# RECORDS FOR THIS TASK start

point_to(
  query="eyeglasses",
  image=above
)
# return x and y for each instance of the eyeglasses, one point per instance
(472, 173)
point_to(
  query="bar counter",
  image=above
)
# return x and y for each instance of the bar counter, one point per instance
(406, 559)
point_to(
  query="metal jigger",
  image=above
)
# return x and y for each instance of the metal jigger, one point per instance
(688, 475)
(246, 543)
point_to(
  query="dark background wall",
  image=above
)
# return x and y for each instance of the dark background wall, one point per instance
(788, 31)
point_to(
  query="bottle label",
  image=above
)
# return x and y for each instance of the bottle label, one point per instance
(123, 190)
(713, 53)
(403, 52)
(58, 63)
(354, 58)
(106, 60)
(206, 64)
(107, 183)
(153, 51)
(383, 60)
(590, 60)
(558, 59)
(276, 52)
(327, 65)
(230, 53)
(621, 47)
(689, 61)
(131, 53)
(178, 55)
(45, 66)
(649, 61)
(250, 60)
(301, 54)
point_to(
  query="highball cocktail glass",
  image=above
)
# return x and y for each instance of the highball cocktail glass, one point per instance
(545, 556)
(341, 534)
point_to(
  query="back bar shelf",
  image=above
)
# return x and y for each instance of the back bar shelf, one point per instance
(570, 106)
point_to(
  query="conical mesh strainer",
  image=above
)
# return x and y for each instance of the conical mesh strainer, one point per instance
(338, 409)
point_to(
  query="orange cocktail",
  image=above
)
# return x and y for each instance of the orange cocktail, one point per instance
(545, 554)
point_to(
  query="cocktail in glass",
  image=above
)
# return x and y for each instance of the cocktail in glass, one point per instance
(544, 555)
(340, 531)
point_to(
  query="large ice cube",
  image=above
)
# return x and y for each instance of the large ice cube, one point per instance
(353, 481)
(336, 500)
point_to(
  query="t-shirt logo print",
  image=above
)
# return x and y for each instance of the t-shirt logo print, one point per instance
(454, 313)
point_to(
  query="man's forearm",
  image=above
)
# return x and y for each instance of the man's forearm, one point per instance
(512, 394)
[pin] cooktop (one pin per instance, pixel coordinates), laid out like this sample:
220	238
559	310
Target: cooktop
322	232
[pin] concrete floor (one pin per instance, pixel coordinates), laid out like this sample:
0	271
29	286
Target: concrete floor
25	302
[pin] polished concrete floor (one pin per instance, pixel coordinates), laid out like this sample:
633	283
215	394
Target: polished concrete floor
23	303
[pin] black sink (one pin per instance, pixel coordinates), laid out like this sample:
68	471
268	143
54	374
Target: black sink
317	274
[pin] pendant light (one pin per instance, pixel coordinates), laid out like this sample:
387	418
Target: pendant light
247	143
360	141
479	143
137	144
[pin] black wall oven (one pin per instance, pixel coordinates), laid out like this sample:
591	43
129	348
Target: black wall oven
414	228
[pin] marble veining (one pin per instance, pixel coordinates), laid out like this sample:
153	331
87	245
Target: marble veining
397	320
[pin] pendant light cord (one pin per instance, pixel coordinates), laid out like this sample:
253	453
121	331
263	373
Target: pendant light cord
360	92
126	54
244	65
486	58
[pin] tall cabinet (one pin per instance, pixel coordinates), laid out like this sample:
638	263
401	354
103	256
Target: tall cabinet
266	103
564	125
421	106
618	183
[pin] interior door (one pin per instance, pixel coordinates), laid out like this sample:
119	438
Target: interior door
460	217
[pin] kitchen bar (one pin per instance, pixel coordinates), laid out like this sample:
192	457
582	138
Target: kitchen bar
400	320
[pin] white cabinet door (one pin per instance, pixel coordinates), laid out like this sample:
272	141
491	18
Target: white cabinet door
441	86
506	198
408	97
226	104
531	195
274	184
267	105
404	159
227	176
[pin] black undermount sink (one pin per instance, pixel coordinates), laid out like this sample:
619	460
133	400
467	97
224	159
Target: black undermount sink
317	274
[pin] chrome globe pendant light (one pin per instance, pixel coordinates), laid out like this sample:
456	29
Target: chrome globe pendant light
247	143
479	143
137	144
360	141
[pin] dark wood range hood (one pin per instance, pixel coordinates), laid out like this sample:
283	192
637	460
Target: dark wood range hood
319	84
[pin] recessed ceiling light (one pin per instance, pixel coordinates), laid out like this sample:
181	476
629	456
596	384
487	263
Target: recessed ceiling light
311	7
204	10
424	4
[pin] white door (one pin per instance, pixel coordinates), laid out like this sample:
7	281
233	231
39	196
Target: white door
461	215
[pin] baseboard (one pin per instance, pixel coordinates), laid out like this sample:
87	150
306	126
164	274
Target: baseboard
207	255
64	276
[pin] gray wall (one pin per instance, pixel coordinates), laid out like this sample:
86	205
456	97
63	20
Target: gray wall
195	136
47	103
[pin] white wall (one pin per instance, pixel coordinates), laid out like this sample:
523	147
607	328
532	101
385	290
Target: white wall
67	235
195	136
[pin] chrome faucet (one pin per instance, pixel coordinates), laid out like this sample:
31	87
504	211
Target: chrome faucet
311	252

# RECORDS FOR THIS TASK end

#### EXERCISE
Will you return all of the material above, line for line, with nothing altered?

#### EXERCISE SOLUTION
point_to(
  query="eyeglasses",
  image=above
)
# return x and y for each instance of the eyeglasses, one point per instance
(472, 173)
point_to(
  query="bar counter",
  image=above
)
# return x and y for each instance of the bar counter, one point per instance
(406, 559)
point_to(
  query="metal jigger",
  image=above
)
# return x and y for each instance of the metal jigger, one point per instance
(688, 475)
(246, 543)
point_to(
  query="dark background wall",
  image=above
)
# return x and y for each instance of the dark background wall, one point per instance
(788, 31)
point_to(
  query="bottle label",
  image=above
)
# return x and y for each instance of the bottle label, one point per instance
(123, 190)
(713, 53)
(403, 52)
(58, 63)
(354, 58)
(106, 60)
(206, 64)
(107, 183)
(153, 51)
(383, 60)
(590, 60)
(558, 59)
(276, 52)
(327, 65)
(230, 53)
(621, 47)
(689, 61)
(131, 53)
(178, 55)
(45, 66)
(649, 61)
(250, 60)
(301, 54)
point_to(
  query="highball cocktail glass",
  image=above
)
# return x and y for each instance of the highball cocktail glass, one point per instance
(545, 556)
(341, 534)
point_to(
  query="back bar shelf",
  image=above
)
# return x and y for each instance of the back bar shelf, one point per instance
(570, 106)
point_to(
  query="conical mesh strainer",
  image=above
)
# return x and y for each instance of the conical mesh strainer, one point per instance
(338, 409)
point_to(
  query="orange cocktail",
  image=above
)
# return x and y for each instance of the orange cocktail, one point per instance
(545, 554)
point_to(
  query="cocktail in glass",
  image=above
)
# return x and y for each instance of the cocktail in glass, one point per instance
(544, 555)
(340, 531)
point_to(
  query="large ice cube",
  image=above
)
# return x and y for each instance of the large ice cube, one point per instance
(353, 481)
(336, 500)
point_to(
  query="t-shirt logo print",
  image=above
)
# return x and y for each instance of the t-shirt logo print, one point per instance
(454, 313)
point_to(
  query="man's forearm",
  image=above
)
# return x and y for each instance of the man's forearm, one point per instance
(512, 394)
[pin] cooktop (one pin per instance, pixel coordinates), laid out like this sample:
220	238
559	310
Target: cooktop
322	232
[pin] concrete floor (one pin per instance, pixel coordinates), laid out like this sample:
0	271
29	286
Target: concrete floor
25	302
[pin] polished concrete floor (one pin per instance, pixel coordinates), laid out like this sample:
633	283
215	394
Target: polished concrete floor
23	303
[pin] black sink (one pin per instance, pixel coordinates), laid out like this sample:
68	471
268	143
54	374
Target: black sink
317	274
[pin] pendant light (one pin per instance, pixel coordinates), laid out like this sample:
387	418
Target: pendant light
247	143
360	141
479	143
137	144
[pin] black wall oven (one pin per instance, pixel coordinates), laid out like this sample:
591	43
129	348
Target: black wall oven
414	228
[pin] marble veining (one pin per instance, pixel coordinates), laid out like this sample:
153	331
87	245
Target: marble veining
397	320
[pin] pendant light cord (one pin per instance, pixel coordinates), laid out like this sample:
253	453
121	331
263	373
Target: pendant light cord
360	92
126	54
244	65
486	58
[pin] tall cabinet (one pin per instance, pixel coordinates), laid out like this sample:
638	263
401	354
103	256
Target: tall cabinet
266	103
564	125
421	106
618	183
[pin] interior door (one pin per instance, pixel coordinates), laid out like this sample:
119	438
Target: interior door
460	217
[pin] kitchen bar (one pin per instance, pixel coordinates), laid out like this sample:
192	457
582	138
Target: kitchen bar
400	320
[pin] white cabinet door (one pin per instance, pixel coordinates), laid out like this sample:
272	141
491	18
Target: white cabinet door
441	86
506	198
408	97
226	104
531	195
274	184
267	105
404	159
227	176
[pin] black undermount sink (one pin per instance, pixel coordinates), laid out like this sample:
619	460
133	400
467	97
224	159
Target: black undermount sink
317	274
[pin] chrome globe pendant light (one pin per instance, pixel coordinates), laid out like this sample:
456	29
Target: chrome globe pendant light
247	143
479	143
137	144
360	141
[pin] dark wood range hood (one pin per instance, pixel coordinates), laid out like this sample:
283	192
637	460
Target: dark wood range hood
319	84
[pin] recessed ceiling light (one pin per instance, pixel coordinates), laid out like this sample:
181	476
629	456
596	384
487	263
Target: recessed ceiling light
311	7
204	10
424	4
[pin] white door (one pin per instance, pixel coordinates), laid out like this sample:
7	281
233	231
39	196
Target: white door
461	215
[pin] baseboard (one pin per instance, pixel coordinates), laid out like this sample:
87	150
306	126
164	274
Target: baseboard
207	255
64	276
[pin] gray wall (one pin per instance, pixel coordinates), laid out like this sample:
86	205
456	97
63	20
Target: gray wall
195	136
47	103
[pin] white wall (one pin per instance, pixel coordinates), laid out like this sample:
523	147
607	328
532	101
385	290
Target: white wall
67	235
195	136
[pin] chrome faucet (one pin per instance, pixel coordinates), laid out like this sample:
31	87
504	211
Target: chrome faucet
311	252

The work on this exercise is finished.